State the number of lines in the material below that have "graduate" in them, without any other text.

━━ Records provided

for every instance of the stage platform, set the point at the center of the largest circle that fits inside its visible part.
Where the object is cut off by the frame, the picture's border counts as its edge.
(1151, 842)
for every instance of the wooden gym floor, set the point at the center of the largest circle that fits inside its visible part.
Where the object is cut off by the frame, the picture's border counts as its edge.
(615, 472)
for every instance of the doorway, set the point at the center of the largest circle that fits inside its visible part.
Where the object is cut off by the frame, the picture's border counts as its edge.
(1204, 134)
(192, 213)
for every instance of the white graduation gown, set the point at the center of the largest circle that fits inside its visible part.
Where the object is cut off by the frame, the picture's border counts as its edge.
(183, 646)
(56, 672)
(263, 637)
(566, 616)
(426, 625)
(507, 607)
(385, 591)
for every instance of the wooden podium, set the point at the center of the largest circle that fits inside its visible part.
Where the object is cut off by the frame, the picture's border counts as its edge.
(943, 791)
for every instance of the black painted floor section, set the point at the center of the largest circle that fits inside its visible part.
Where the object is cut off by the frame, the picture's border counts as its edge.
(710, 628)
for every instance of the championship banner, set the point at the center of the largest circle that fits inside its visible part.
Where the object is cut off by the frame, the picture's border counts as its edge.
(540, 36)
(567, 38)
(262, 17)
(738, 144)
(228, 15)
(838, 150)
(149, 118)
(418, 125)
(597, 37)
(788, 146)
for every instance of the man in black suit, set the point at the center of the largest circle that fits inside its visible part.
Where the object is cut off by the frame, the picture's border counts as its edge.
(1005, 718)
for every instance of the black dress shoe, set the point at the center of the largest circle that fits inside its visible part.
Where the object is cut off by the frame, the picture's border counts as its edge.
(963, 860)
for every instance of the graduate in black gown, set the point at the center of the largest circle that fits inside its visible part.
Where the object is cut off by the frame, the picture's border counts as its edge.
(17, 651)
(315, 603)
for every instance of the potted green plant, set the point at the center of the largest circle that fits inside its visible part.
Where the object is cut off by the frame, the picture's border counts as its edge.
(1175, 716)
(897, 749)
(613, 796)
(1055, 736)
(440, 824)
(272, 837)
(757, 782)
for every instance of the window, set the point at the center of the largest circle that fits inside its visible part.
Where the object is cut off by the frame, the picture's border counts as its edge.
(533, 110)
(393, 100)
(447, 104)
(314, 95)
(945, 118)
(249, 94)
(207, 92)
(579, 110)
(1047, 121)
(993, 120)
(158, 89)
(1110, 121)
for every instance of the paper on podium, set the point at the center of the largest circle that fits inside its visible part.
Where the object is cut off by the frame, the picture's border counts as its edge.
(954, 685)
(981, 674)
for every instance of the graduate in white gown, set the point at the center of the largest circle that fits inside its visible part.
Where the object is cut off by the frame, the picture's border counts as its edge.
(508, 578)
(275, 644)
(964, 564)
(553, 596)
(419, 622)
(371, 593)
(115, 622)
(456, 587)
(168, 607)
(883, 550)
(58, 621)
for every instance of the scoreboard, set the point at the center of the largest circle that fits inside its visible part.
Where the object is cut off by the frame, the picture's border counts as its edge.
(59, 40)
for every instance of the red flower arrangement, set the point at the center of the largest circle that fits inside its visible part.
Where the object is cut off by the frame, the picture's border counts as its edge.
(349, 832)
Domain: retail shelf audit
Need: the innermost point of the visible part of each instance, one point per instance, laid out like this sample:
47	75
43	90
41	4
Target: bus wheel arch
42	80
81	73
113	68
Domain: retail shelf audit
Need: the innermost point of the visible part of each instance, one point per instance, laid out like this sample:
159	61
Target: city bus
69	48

━━━━

> _Expected output_:
2